LISTED RECORDS ::
=======
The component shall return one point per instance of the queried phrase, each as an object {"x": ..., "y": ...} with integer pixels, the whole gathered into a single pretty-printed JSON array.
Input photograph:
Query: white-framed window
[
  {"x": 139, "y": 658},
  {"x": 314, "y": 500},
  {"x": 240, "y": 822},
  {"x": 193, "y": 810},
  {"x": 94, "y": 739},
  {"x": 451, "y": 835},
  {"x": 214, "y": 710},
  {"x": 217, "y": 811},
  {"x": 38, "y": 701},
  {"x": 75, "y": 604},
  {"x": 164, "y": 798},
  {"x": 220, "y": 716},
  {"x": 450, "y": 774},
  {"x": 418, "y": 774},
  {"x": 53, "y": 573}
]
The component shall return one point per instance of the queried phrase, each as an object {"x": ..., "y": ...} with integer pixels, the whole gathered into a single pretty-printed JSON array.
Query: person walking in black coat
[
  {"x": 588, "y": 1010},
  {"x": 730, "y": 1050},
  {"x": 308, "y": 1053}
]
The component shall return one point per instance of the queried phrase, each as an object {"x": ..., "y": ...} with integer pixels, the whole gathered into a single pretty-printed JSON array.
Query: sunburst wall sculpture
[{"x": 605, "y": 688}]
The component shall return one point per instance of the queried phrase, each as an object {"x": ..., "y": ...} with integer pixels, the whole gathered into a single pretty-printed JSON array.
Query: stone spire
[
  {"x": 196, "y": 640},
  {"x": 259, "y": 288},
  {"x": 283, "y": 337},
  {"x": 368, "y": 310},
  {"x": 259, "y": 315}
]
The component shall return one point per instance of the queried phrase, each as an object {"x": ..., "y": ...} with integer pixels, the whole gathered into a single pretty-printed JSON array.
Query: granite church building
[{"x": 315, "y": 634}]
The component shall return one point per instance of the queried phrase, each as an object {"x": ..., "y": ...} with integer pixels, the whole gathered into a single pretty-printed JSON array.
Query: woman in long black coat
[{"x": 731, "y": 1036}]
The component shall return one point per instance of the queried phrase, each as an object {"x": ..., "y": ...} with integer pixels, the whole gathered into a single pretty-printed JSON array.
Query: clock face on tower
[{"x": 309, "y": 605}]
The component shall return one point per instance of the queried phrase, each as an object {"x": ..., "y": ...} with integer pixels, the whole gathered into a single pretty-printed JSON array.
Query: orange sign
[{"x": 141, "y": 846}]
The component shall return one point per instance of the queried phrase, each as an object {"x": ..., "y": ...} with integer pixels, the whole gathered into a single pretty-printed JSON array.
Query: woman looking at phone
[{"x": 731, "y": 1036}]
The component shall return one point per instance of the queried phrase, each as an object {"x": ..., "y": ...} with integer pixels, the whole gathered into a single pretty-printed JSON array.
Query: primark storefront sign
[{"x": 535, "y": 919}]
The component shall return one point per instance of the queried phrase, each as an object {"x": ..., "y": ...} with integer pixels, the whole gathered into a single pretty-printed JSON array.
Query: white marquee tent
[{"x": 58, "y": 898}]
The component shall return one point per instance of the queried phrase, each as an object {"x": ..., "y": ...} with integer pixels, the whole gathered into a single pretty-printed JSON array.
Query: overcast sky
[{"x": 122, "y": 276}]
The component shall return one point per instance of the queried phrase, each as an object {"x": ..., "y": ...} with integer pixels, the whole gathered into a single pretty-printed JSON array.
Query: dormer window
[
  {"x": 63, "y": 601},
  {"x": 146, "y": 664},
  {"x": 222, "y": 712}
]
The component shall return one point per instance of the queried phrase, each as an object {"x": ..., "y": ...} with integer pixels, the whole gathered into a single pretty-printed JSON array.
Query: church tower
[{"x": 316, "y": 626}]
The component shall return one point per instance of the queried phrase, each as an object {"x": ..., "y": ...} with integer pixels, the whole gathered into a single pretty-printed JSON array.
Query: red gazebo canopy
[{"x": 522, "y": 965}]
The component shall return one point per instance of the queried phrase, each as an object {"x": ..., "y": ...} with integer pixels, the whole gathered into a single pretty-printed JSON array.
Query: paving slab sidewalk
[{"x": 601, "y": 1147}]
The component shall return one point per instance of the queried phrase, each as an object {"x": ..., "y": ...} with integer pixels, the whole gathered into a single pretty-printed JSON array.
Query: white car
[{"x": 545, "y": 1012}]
=======
Set down the records again without altering a word.

YOUR SOLUTION ::
The component shall return one point per instance of the queried phrase, each as an object {"x": ..., "y": ...} with integer pixels, the whole gathered into a single pretty-printed JSON array.
Input photograph:
Query: white-framed window
[
  {"x": 139, "y": 658},
  {"x": 314, "y": 500},
  {"x": 240, "y": 822},
  {"x": 193, "y": 810},
  {"x": 94, "y": 739},
  {"x": 451, "y": 835},
  {"x": 214, "y": 710},
  {"x": 217, "y": 811},
  {"x": 38, "y": 701},
  {"x": 75, "y": 604},
  {"x": 164, "y": 798},
  {"x": 220, "y": 716},
  {"x": 450, "y": 774},
  {"x": 418, "y": 774},
  {"x": 53, "y": 573}
]
The component shall return one point per instance of the queried phrase, each as an object {"x": ..., "y": ...} with integer pixels, the whole gathered into a single pretty-printed JSON array.
Query: person walking in black coat
[
  {"x": 588, "y": 1010},
  {"x": 730, "y": 1050},
  {"x": 308, "y": 1053}
]
The component shall return one point per instance of the queried phrase, each as an object {"x": ..., "y": ...} with integer pixels, the whole gathered into a single pretty-printed JSON array.
Query: sunburst wall sculpture
[{"x": 605, "y": 688}]
The component shall return one point per instance of the queried phrase, each as an object {"x": ..., "y": ...} with integer pixels, the whole gathered into a single pretty-printed JSON array.
Query: stone spire
[
  {"x": 196, "y": 640},
  {"x": 259, "y": 288},
  {"x": 283, "y": 337},
  {"x": 368, "y": 310},
  {"x": 259, "y": 315}
]
The component shall return one point per instance of the queried phrase, each as an object {"x": ..., "y": ...} with integer pixels, the whole gathered into a single pretty-printed JSON array.
Query: granite church building
[{"x": 315, "y": 634}]
The component shall return one point per instance of the queried phrase, each as an object {"x": ..., "y": ...} with integer pixels, the whole gathered into a single pretty-printed JSON array.
Query: woman in long black coat
[{"x": 731, "y": 1036}]
The component shall return one point per instance of the queried phrase, each as an object {"x": ..., "y": ...} with integer pixels, the whole gathered into a single pretty-printed JSON array.
Query: clock face on tower
[{"x": 309, "y": 605}]
The component shall return one point per instance of the queried phrase, each as an object {"x": ..., "y": ...} with integer pixels, the whole gathered into a single pretty-printed JSON array.
Query: orange sign
[{"x": 141, "y": 846}]
The component shall return one point per instance of the queried phrase, each as an object {"x": ..., "y": ...} with integer pixels, the whole gathered into a single pretty-printed JSON array.
Query: woman looking at phone
[{"x": 731, "y": 1036}]
The component shall return one point per instance of the queried phrase, each as an object {"x": ..., "y": ...} with integer pixels, the whole gathered into a single pretty-printed JSON array.
Query: primark storefront sign
[{"x": 535, "y": 919}]
The component shall return one point per instance of the queried phrase, each as an object {"x": ..., "y": ...} with integer pixels, the whole gathered into a single pretty-printed JSON array.
Query: white marquee tent
[{"x": 58, "y": 898}]
The component shall return one point per instance of the queried phrase, each as an object {"x": ..., "y": ...} with integer pixels, the whole gathered into a single pretty-printed JSON array.
Query: overcast sky
[{"x": 122, "y": 276}]
The component shall return one point per instance of the queried phrase, each as an object {"x": ..., "y": ...} with integer pixels, the whole gathered into a single pretty-printed JSON array.
Query: dormer window
[
  {"x": 63, "y": 601},
  {"x": 146, "y": 664},
  {"x": 222, "y": 712}
]
The component shall return one point per instance of the queried phrase, each as an object {"x": ..., "y": ...} with integer pixels, the whole gathered into a single pretty-printed JSON array.
Query: church tower
[{"x": 316, "y": 626}]
The component shall return one point per instance of the queried phrase, each as an object {"x": ..., "y": ...} with integer pixels, the whole gathered into a single pretty-printed JSON array.
Query: red gazebo canopy
[{"x": 522, "y": 965}]
The component shall return one point per instance of the queried phrase, each as an object {"x": ..., "y": ...} with integer pixels, the whole gathered into a single pretty-printed JSON array.
Query: paving slab sidewalk
[{"x": 601, "y": 1147}]
The component shall return one point per instance of the queried phrase, each as an object {"x": ..., "y": ...} with integer pixels, the whole gathered into a single pretty-printed JSON array.
Query: white car
[{"x": 545, "y": 1012}]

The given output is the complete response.